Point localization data
==================================================
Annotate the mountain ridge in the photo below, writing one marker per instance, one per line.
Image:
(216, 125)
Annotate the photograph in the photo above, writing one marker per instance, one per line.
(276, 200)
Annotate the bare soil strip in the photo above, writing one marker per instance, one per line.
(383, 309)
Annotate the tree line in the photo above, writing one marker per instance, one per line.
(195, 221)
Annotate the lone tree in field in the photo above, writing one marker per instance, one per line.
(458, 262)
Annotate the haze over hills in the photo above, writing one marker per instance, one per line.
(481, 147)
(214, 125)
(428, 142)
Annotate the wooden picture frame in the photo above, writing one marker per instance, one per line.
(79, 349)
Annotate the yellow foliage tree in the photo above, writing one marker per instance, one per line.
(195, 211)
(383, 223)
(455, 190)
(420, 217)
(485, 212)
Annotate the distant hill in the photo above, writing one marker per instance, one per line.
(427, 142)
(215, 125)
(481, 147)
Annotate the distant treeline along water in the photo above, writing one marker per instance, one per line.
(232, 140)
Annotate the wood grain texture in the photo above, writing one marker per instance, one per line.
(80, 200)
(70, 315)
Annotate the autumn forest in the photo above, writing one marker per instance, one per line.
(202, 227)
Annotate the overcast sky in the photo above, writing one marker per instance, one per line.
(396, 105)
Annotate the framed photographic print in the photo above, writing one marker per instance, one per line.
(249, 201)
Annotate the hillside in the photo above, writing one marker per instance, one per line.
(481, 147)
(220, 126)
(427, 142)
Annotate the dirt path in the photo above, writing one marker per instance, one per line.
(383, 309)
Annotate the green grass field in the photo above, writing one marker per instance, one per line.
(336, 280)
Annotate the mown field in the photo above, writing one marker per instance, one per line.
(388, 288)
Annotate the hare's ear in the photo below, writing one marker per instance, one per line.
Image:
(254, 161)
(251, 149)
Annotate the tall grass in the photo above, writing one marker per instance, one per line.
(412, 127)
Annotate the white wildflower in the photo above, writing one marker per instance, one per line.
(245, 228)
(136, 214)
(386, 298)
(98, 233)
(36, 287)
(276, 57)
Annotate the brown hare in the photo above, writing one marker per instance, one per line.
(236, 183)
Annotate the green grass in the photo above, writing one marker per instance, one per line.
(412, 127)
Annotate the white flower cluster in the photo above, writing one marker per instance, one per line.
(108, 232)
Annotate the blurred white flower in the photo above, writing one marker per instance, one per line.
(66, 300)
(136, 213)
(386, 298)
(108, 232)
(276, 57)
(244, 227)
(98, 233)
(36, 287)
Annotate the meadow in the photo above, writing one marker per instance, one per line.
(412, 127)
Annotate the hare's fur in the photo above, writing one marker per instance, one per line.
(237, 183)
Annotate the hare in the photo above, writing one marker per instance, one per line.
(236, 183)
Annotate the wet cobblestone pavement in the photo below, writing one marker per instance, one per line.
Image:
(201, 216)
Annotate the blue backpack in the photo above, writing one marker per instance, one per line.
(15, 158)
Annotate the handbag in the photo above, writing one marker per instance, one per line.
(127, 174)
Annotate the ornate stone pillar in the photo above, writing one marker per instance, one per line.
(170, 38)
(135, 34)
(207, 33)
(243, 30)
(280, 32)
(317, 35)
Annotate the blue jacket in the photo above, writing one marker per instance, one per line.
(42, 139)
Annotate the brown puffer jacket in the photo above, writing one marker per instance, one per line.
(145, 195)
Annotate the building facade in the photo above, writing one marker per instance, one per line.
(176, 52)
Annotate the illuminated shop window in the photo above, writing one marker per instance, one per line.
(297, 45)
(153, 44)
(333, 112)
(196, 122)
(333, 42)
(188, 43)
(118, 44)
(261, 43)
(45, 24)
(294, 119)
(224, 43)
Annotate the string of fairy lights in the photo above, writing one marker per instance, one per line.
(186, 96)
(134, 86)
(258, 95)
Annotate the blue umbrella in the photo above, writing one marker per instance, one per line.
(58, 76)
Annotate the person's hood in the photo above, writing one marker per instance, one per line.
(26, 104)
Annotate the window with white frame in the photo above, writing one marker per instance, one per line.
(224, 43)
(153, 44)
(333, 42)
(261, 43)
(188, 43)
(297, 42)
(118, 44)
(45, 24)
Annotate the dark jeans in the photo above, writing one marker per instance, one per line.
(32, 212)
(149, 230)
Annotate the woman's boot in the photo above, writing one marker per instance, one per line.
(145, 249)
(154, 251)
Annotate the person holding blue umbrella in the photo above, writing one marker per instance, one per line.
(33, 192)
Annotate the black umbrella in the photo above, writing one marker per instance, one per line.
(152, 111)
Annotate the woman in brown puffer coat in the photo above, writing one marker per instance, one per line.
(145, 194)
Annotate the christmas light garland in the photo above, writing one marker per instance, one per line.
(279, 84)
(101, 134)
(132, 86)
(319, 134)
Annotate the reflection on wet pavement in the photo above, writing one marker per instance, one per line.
==================================================
Instructions for the task ->
All of the data above should be reproduced verbatim.

Answer box ->
Annotate the mountain ridge in the photo below, writing one marker per instance, one per line.
Image:
(216, 125)
Annotate the photograph in the photo above, writing one marker per instance, one per line.
(276, 200)
Annotate the bare soil strip in the photo above, writing one marker per instance, one per line.
(383, 309)
Annotate the tree line in the photo above, writing one marker per instance, one per line.
(195, 221)
Annotate the lone tree in field in the photo above, writing one marker per instance, one per line.
(458, 262)
Annotate the haze over hills in the photo above, writing one marker per instance, one per line.
(481, 147)
(214, 125)
(428, 142)
Annotate the wooden picture frame in the photo above, writing one marker per instance, one per line.
(79, 349)
Annotate the yellow foliage tree in the photo above, writing one marker per instance, one per line.
(195, 211)
(383, 223)
(455, 190)
(420, 217)
(485, 212)
Annotate the distant hill in the photo above, writing one marker per instance, one per line.
(427, 142)
(215, 125)
(481, 147)
Annotate the distant treeline along water in the photo above, writing one marker per instance, one per line.
(232, 140)
Annotate the wood grain texture in the photo above, writing one marker per instance, one per line.
(80, 200)
(70, 315)
Annotate the autumn forest in the photo above, writing one marker per instance, one per line.
(202, 227)
Annotate the overcast sky in the photo above, writing one marker per instance, one per line.
(396, 105)
Annotate the framed photographic print in the photo above, writing one marker per instance, one per line.
(249, 201)
Annotate the hillside in the photo above, writing one marker per instance, one per line.
(481, 147)
(220, 126)
(427, 142)
Annotate the dirt path in the photo above, writing one marker per instance, one per line.
(383, 309)
Annotate the green grass field in the photo above, writing one marker per instance, one per line.
(336, 280)
Annotate the mown field in the photo above, writing one marker per instance, one per line.
(388, 288)
Annotate the hare's ear in the photo below, writing one marker per instance, one per line.
Image:
(254, 161)
(251, 149)
Annotate the tall grass in the photo above, writing one marker per instance, one per line.
(412, 127)
Annotate the white wildflower in the photo above, writing one marker per instance, one per line.
(245, 228)
(136, 214)
(386, 298)
(98, 233)
(36, 287)
(276, 57)
Annotate the brown hare in the photo above, writing one marker per instance, one per line.
(236, 183)
Annotate the green grass in the photo above, writing one marker per instance, one per line.
(412, 127)
Annotate the white flower cluster in the photo above, writing one marker per instance, one per line.
(108, 232)
Annotate the blurred white flower in the photo above, writing one marker per instance, one per line.
(66, 300)
(136, 213)
(386, 298)
(108, 232)
(276, 57)
(244, 227)
(98, 233)
(36, 287)
Annotate the meadow in the photo above, writing one marker per instance, one per line.
(412, 127)
Annotate the hare's fur in the photo above, writing one marker per instance, one per line.
(237, 183)
Annotate the hare in the photo above, writing one marker per instance, one per line.
(236, 183)
Annotate the wet cobblestone pavement in the photo below, writing one marker per instance, one per line.
Image:
(201, 216)
Annotate the blue backpack in the photo above, writing one marker per instance, one per line.
(15, 158)
Annotate the handbag in the photo above, writing one marker per instance, one per line.
(127, 174)
Annotate the ornate stone pillar in the photo above, writing one marker per instance, one per line.
(170, 38)
(135, 34)
(207, 33)
(243, 30)
(280, 32)
(317, 35)
Annotate the blue jacket in the photo above, writing one marker per instance, one per line.
(42, 139)
Annotate the brown puffer jacket in the photo above, writing one marker per instance, one per line.
(145, 195)
Annotate the building facade in the photo above, writing one marker per instance, one per line.
(176, 52)
Annotate the illuminated shop window in the photo above, writing one marker per instance, one per line.
(297, 45)
(153, 44)
(333, 112)
(196, 122)
(333, 42)
(188, 43)
(118, 44)
(261, 43)
(45, 24)
(294, 119)
(224, 43)
Annotate the string of fairy lights in the photo above, writing one marker per instance, one per line.
(186, 96)
(134, 86)
(258, 95)
Annotate the blue umbrella in the photo above, writing one marker per instance, one per line.
(58, 76)
Annotate the person's hood in the photo above, writing one marker per instance, one per line.
(26, 104)
Annotate the window with white frame in the photo above, writing one marker per instance, one per line.
(224, 43)
(153, 44)
(333, 42)
(261, 43)
(188, 43)
(297, 42)
(118, 44)
(45, 24)
Annotate the dark jeans in the photo above, writing one marker per instance, one per line.
(32, 212)
(149, 230)
Annotate the woman's boot in the photo above, writing one marker per instance, one per line.
(145, 249)
(154, 251)
Annotate the person holding blue umbrella in the photo above, writing one marker per instance, one per line.
(33, 192)
Annotate the black umbrella in the photo above, writing one marker per instance, one per line.
(152, 111)
Annotate the woman in brown puffer coat in the photo above, writing one marker per instance, one per line.
(145, 194)
Annotate the christmas light garland in the photo above, writing one marker per instance, one per line.
(279, 84)
(101, 134)
(132, 86)
(319, 134)
Annotate the reflection on wet pavement in the photo above, writing one marker per instance, one per line.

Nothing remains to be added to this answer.